Problem details:
Recast the rows below as a numbered list, beginning with the row that contains "sail batten | locate" and ending with the row that contains "top-left (176, 166), bottom-right (205, 273)". Leave out any blank lines.
---------- Supplied data
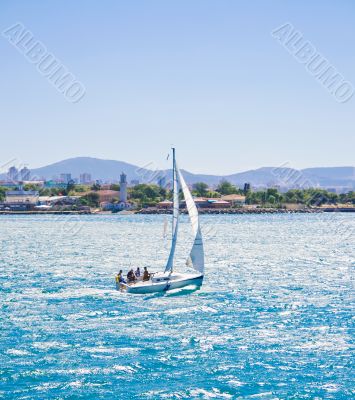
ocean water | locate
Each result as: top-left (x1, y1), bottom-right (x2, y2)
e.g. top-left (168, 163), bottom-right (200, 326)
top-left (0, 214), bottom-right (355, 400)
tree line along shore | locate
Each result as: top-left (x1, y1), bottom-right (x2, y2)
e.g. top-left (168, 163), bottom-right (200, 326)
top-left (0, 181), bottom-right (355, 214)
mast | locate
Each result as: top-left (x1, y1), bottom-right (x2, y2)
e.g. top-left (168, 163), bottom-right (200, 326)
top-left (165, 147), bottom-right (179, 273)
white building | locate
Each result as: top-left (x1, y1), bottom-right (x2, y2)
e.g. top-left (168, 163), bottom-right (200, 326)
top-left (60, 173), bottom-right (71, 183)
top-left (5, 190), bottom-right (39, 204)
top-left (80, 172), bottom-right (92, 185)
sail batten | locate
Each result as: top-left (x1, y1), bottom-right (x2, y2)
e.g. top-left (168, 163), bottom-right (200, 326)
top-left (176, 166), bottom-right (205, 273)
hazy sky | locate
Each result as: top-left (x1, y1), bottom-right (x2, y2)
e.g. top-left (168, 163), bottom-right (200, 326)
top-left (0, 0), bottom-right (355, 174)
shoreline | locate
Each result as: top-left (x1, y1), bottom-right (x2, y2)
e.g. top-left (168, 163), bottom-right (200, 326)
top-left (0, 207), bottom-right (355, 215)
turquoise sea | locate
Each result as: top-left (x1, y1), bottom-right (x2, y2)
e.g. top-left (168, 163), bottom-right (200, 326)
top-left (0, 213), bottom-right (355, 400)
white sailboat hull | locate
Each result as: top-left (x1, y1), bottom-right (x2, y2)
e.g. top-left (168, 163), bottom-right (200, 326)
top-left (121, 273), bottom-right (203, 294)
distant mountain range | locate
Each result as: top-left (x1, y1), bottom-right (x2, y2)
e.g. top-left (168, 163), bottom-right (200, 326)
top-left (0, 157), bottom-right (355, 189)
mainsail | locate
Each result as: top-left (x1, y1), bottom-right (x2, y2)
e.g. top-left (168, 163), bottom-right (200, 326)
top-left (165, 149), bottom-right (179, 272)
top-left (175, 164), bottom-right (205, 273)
--------------------
---------- Supplied data
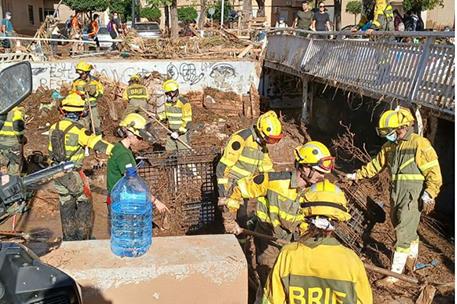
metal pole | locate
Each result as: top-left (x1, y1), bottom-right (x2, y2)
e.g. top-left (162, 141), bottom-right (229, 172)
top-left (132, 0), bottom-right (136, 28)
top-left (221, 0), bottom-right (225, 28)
--------------------
Final result:
1. sail batten | locate
2. Each result as: top-left (x1, y1), bottom-right (x2, y2)
3. e.g. top-left (168, 163), bottom-right (200, 326)
4. top-left (176, 166), bottom-right (205, 273)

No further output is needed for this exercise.